Directions ▸
In the essay below on raising confident girls, reproduce word for word the passage from "Deciding to extend" to "intelligence and skills.".

Text block ▸
┄┄┄┄┄┄┄┄┄┄┄┄┄┄┄┄┄┄┄┄

I want my kids to stay this way. I want them to continue to wonder why anyone would even bother to ask what doing something “like a girl” means. I wondered, how can I ensure that my own girls don’t lose their natural confidence as they grow into young women?

Deciding to extend my research beyond my immediate family, I was saddened, though not surprised, to find study after study that show how girls’ self-esteem tends to plummet starting around age 10 (yikes, less than four years away for my girls). I was disheartened to learn that tweens, kids between ages 10 and 12, are confronted at increasingly earlier ages with traditionally teen issues, such as dating and sex. I read studies that show how girls and boys enjoy and succeed in science equally in fourth grade, but by eighth grade girls’ interest and participation drops dramatically. Girls not only begin to doubt themselves and the way they look and feel, but also begin to doubt their intelligence and skills.

Among all this disheartening information, I also found some solutions to help maintain and increase confidence in girls as they grow into teenagers and beyond. Research shows that dads make a big difference; doing fun activities and getting positive feedback from both parents, especially dad, is important in developing a girl’s self-esteem. Maybe my husband and I can help our pull-up-doing, mogul-skiing, pill-bug-loving 6 year olds maintain their natural confidence, and even build on it. Research also shows that encouraging children to develop skills — in sports, art, music, or whatever interests them — and emphasizing hard work and perseverance are keys to building and maintaining confidence.

Luckily, we have many great individuals and organizations in our Tahoe/Truckee community that support efforts to raise confident, happy, and productive children. The KidZone Museum hosts events like the upcoming free Daddy & Me night, where dads and their kids can have fun, play, and learn together. In the Girls on the Run program, girls run in an encouraging and uplifting environment. And our local karate instructors don’t hesitate in welcoming a little girl into a class full of boys, giving her a gi and a white belt, and teaching her to throw a practice punch without condescension or qualification.

We should all be so lucky to be able to hit like that girl.

┄┄┄┄┄┄┄┄┄┄┄┄┄┄┄┄┄┄┄┄

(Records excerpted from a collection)
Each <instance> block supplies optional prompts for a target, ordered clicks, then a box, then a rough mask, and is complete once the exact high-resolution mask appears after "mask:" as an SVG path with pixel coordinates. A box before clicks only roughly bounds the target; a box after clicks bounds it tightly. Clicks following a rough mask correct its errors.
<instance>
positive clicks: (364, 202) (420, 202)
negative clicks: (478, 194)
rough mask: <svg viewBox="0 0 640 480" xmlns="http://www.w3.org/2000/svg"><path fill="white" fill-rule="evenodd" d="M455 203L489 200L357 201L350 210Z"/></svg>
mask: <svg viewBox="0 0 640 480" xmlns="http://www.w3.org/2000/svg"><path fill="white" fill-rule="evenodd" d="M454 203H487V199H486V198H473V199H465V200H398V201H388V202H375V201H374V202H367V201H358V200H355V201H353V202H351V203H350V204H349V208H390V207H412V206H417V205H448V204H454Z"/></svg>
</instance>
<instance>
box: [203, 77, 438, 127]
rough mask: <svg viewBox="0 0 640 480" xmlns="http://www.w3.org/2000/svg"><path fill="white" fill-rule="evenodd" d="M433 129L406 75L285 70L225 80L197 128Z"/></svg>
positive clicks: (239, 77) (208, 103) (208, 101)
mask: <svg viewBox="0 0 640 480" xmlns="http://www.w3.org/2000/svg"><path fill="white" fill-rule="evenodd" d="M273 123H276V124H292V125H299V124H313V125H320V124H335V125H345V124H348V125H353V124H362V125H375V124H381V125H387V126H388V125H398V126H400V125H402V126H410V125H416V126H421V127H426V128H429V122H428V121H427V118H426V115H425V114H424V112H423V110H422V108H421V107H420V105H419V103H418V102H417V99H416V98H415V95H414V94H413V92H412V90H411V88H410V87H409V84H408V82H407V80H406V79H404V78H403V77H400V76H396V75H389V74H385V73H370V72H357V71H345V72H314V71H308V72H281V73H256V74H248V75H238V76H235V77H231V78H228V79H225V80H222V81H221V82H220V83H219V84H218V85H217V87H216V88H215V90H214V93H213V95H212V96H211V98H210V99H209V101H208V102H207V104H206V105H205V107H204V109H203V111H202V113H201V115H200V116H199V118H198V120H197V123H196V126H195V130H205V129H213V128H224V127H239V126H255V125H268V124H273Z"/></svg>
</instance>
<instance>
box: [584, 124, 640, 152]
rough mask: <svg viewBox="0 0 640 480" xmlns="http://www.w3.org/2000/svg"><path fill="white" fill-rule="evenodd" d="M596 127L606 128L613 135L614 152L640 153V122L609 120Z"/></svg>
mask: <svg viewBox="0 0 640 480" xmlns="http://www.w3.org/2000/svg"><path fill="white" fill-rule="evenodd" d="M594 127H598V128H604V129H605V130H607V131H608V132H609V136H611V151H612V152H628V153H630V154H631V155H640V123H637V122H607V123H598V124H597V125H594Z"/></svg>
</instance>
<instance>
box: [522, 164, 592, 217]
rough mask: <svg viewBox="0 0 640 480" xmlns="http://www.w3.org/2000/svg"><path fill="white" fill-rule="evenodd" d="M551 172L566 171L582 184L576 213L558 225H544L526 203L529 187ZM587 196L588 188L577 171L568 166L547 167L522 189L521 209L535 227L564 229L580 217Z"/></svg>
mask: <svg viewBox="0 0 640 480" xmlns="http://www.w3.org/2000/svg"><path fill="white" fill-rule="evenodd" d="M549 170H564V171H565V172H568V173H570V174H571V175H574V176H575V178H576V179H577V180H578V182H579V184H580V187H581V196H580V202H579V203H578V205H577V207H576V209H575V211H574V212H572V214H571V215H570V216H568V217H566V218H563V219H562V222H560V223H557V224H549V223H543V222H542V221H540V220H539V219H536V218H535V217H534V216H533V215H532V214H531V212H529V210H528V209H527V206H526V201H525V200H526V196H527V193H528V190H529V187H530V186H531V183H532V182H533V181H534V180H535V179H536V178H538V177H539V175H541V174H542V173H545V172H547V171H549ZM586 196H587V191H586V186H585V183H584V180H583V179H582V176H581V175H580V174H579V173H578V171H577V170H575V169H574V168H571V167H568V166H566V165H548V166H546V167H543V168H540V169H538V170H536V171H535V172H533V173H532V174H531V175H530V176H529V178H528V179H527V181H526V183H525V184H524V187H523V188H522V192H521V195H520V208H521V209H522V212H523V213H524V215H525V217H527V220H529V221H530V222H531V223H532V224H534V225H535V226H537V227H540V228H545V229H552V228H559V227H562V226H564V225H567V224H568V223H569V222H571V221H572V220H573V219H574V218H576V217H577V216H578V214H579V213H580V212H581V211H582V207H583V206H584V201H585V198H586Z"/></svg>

┄┄┄┄┄┄┄┄┄┄┄┄┄┄┄┄┄┄┄┄

Final answer ▸
Deciding to extend my research beyond my immediate family, I was saddened, though not surprised, to find study after study that show how girls’ self-esteem tends to plummet starting around age 10 (yikes, less than four years away for my girls). I was disheartened to learn that tweens, kids between ages 10 and 12, are confronted at increasingly earlier ages with traditionally teen issues, such as dating and sex. I read studies that show how girls and boys enjoy and succeed in science equally in fourth grade, but by eighth grade girls’ interest and participation drops dramatically. Girls not only begin to doubt themselves and the way they look and feel, but also begin to doubt their intelligence and skills.